◆ Given information
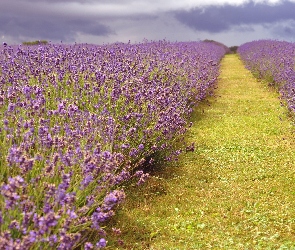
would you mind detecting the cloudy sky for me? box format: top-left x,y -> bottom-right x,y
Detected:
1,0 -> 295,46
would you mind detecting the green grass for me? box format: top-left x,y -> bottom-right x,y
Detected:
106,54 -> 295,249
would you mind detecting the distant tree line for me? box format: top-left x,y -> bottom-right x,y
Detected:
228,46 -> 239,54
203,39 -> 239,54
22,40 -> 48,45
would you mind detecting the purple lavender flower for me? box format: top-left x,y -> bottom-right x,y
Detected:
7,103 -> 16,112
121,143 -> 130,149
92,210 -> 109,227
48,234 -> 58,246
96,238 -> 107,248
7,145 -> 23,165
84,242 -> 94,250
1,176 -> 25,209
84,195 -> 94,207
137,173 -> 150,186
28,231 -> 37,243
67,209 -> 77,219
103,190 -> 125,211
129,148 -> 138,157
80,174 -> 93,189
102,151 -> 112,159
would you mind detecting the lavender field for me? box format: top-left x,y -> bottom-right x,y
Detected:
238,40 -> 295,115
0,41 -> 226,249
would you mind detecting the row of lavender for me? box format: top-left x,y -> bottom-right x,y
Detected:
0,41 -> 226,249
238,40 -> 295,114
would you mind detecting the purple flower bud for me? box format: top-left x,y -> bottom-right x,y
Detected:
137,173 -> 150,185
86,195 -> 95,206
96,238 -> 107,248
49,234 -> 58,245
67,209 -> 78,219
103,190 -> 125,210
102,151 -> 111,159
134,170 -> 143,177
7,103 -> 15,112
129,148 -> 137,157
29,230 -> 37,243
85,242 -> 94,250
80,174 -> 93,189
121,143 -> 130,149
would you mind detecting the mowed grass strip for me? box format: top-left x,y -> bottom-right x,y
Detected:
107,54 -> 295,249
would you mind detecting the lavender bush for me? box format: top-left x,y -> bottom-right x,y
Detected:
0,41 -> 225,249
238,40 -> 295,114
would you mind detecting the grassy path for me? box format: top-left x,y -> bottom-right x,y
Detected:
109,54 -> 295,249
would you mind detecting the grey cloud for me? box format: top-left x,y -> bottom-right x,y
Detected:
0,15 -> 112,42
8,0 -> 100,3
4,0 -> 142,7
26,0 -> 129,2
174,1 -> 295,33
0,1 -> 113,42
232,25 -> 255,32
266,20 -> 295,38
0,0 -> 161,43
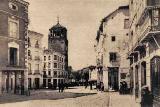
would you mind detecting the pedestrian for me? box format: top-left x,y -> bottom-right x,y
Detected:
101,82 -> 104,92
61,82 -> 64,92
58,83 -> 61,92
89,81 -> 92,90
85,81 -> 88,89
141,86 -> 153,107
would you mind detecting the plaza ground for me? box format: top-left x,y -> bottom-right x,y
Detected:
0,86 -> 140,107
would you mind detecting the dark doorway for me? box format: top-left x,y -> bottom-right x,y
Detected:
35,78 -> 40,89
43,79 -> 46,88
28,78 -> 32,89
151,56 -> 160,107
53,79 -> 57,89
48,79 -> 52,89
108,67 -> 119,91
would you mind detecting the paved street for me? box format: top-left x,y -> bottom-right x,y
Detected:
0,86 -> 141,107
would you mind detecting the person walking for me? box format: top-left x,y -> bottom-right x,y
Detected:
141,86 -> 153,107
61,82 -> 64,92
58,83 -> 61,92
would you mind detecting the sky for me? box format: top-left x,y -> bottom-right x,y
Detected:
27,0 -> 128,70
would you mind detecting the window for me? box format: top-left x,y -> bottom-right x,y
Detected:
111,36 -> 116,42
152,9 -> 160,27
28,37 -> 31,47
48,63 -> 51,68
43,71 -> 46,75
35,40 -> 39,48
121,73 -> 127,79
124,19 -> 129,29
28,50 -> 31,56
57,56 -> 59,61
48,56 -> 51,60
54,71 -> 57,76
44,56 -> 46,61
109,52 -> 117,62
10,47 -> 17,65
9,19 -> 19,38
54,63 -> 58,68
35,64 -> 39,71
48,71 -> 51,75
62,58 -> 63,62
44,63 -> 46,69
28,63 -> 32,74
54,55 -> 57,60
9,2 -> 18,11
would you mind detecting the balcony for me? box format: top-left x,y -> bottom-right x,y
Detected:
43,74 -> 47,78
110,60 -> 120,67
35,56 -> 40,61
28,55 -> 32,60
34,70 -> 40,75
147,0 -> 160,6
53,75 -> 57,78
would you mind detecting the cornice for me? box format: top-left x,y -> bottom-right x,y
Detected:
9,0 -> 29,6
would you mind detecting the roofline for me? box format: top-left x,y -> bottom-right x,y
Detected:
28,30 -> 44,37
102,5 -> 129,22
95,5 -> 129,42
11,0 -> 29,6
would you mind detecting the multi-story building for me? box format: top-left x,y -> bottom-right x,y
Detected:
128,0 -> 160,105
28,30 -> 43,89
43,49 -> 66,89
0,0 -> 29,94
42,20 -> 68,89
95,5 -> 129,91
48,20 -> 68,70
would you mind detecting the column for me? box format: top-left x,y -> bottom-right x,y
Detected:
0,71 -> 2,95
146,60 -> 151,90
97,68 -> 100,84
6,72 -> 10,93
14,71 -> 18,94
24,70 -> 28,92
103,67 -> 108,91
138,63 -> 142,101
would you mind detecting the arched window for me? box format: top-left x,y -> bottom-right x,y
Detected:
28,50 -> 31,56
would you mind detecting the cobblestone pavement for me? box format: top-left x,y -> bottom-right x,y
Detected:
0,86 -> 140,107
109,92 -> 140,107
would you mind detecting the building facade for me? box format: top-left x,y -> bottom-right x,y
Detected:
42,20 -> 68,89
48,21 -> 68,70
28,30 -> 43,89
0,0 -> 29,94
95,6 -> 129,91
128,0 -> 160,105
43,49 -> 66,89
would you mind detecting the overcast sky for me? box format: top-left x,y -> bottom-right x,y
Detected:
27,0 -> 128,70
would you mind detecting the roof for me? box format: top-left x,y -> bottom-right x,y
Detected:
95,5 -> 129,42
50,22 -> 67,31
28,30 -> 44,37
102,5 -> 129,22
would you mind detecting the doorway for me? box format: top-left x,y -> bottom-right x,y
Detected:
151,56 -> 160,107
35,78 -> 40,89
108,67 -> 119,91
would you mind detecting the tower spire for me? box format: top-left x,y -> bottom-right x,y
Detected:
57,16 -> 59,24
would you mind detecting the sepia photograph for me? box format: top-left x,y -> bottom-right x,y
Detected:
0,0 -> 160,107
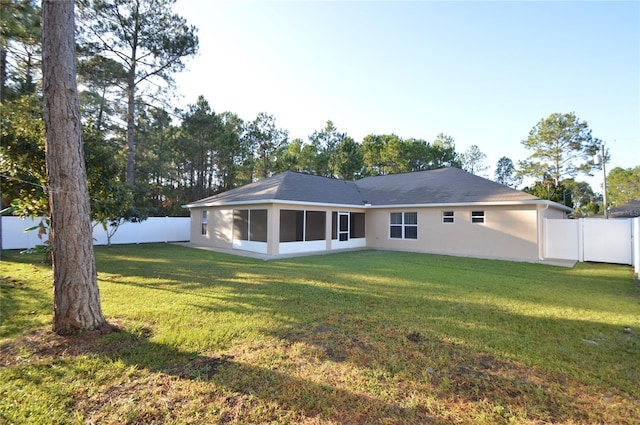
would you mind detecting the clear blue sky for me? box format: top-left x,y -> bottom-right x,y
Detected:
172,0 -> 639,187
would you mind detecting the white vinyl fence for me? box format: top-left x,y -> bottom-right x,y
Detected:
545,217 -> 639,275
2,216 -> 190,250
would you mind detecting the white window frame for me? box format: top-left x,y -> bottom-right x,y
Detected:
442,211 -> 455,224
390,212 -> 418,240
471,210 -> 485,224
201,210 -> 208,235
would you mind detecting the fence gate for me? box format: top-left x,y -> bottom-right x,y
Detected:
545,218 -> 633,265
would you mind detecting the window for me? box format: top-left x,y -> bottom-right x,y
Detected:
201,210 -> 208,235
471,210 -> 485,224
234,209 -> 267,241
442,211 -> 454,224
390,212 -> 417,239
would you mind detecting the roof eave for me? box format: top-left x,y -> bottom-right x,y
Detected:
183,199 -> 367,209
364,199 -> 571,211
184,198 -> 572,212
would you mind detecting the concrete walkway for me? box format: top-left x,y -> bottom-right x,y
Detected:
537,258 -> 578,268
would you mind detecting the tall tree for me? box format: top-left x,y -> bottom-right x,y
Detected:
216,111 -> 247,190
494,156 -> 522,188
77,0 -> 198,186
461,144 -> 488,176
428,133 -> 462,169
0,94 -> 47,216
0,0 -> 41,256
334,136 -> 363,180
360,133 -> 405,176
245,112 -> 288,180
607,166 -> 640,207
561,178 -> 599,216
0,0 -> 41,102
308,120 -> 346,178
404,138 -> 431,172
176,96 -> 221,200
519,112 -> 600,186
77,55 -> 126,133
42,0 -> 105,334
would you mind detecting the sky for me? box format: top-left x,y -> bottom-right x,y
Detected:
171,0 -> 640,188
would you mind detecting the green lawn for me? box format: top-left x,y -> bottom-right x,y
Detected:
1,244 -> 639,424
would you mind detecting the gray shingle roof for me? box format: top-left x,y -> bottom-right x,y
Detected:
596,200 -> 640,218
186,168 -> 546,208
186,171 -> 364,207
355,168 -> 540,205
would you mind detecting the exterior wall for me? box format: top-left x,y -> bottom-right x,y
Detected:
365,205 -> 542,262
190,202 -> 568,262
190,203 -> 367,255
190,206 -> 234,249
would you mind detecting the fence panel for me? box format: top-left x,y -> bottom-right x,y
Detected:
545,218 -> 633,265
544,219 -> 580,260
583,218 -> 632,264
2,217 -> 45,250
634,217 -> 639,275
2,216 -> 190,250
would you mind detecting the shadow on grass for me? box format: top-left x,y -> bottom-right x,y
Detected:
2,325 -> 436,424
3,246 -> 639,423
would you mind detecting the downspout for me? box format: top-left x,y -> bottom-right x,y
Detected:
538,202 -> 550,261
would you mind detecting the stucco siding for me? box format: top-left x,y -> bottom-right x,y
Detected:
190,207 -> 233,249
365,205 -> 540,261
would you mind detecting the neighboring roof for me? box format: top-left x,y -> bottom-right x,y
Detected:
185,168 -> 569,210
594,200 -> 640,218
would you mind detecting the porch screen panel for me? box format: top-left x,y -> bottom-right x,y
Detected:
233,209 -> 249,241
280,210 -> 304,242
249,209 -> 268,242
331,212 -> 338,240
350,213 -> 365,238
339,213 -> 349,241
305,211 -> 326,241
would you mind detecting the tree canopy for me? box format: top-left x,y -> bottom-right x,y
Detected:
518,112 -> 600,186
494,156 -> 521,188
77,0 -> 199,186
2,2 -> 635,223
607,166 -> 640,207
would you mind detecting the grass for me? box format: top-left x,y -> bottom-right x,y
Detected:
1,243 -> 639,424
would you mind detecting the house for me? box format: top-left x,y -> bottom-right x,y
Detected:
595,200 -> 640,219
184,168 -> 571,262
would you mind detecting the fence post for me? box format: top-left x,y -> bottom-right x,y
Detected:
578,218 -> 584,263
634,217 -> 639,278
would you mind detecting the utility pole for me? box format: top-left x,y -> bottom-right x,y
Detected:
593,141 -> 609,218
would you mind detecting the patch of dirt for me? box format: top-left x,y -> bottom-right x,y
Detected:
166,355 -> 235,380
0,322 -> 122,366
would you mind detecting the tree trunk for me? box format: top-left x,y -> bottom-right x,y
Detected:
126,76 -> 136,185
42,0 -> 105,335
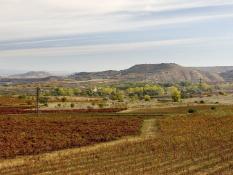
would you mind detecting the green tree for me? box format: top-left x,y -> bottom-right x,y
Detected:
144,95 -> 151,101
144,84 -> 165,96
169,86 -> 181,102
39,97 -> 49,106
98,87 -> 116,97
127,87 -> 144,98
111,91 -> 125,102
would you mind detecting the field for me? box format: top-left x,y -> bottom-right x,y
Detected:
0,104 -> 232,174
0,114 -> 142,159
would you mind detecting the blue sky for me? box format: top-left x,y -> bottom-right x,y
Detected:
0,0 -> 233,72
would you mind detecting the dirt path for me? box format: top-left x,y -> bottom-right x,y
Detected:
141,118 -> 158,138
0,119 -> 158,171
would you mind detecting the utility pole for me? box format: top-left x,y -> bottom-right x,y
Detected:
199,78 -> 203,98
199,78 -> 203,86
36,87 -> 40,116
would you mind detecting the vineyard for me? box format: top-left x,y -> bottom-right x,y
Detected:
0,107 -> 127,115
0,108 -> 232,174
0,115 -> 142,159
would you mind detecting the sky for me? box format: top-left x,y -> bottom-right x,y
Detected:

◆ Exercise objective
Please copy out each line of the material that contains the string "field".

◆ Exercise response
would you mind detecting the lavender field for me? box format: top-left x,y -> bottom-right x,y
would you mind detecting the field for me? box format: top-left x,y -> bottom-right x,y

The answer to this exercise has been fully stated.